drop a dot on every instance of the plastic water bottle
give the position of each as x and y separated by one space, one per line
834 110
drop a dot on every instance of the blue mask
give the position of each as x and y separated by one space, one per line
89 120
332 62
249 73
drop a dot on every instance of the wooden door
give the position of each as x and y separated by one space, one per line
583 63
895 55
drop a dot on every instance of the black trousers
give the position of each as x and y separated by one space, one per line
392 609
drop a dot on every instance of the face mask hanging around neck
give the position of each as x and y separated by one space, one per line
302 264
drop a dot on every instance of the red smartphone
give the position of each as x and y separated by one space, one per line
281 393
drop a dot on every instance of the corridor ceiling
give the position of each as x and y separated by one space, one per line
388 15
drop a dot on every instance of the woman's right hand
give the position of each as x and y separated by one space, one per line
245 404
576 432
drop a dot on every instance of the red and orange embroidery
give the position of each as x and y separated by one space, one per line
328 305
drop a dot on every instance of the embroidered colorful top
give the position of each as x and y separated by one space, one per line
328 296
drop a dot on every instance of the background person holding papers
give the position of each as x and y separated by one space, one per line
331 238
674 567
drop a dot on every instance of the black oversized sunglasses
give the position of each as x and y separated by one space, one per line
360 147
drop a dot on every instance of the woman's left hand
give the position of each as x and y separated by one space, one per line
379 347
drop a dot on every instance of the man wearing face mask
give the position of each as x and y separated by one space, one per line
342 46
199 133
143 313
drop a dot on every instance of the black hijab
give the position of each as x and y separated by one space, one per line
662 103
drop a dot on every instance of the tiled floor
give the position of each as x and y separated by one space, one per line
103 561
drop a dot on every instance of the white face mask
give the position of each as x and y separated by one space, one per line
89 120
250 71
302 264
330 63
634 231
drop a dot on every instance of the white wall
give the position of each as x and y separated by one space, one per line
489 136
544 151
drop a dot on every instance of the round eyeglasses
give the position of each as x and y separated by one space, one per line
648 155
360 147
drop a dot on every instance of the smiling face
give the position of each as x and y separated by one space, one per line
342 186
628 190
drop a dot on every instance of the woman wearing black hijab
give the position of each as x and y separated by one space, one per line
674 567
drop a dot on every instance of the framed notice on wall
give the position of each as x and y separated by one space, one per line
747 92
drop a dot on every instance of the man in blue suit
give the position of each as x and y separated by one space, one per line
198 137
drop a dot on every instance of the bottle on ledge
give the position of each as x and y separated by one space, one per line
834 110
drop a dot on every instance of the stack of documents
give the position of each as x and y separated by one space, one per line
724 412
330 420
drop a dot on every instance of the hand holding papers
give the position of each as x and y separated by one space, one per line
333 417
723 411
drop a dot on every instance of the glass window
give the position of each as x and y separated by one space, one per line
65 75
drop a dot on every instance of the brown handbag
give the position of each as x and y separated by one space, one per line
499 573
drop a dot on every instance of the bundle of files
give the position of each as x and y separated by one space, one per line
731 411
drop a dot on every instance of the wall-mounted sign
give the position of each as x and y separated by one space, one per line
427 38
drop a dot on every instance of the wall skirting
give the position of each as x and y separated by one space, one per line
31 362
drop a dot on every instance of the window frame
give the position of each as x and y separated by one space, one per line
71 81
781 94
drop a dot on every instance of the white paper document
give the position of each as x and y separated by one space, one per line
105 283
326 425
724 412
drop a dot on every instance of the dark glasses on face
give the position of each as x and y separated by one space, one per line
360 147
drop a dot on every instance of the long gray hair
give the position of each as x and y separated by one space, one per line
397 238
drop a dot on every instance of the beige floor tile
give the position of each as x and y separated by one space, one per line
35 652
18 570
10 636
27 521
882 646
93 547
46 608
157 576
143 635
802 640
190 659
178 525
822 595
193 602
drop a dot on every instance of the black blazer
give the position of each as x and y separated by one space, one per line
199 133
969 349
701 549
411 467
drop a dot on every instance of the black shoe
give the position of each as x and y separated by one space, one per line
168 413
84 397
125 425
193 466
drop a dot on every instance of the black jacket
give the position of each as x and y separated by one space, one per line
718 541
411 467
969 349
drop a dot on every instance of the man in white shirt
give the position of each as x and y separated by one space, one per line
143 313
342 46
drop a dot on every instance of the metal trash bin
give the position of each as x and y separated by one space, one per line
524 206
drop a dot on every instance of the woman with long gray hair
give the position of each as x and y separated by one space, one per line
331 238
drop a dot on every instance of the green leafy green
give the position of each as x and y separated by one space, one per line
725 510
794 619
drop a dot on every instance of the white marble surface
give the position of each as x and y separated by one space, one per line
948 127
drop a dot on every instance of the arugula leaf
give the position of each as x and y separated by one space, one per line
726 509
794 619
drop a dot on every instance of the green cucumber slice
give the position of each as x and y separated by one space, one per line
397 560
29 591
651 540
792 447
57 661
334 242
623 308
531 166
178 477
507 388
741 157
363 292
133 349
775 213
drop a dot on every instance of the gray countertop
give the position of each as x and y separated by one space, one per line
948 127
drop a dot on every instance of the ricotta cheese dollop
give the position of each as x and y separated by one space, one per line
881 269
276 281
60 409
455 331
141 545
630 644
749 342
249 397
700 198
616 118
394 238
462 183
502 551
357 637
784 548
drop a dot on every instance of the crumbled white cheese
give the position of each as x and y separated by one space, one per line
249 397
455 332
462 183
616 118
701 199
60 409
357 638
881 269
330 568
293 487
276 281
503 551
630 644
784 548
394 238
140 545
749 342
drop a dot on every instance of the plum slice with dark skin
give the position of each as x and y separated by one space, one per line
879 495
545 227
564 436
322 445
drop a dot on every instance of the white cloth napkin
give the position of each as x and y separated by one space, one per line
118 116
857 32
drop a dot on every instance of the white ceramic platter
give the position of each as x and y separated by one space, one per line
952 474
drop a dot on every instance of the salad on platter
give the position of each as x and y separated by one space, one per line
###
### Problem details:
Locate "drop a dot on every instance of the crumbled" in the data above. Then repeat, exactly, its line and each line after it through the last, adding nothing.

### Answer:
drop a dot on every instance of the crumbled white cheese
give the position of each as x and y separated by one space, one per line
249 397
455 332
462 183
616 118
701 199
60 409
357 638
881 269
330 568
293 487
276 281
503 551
630 644
784 548
394 238
140 545
749 342
drop a dot on every instance of the plum slice with dark skin
give the position of each as x and y separated by one space, one per line
879 495
545 227
564 436
322 445
drop a dot on every instance of the white cloth napkin
give the position of each as x and y separated by one space, one per line
118 116
857 32
drop a dot on every instance of the white ceramic platter
give the position of each as x and y separated by one space, one per line
952 474
drop a dot on every instance of the salad on platter
give the position of each as x and y separated by one space, one per line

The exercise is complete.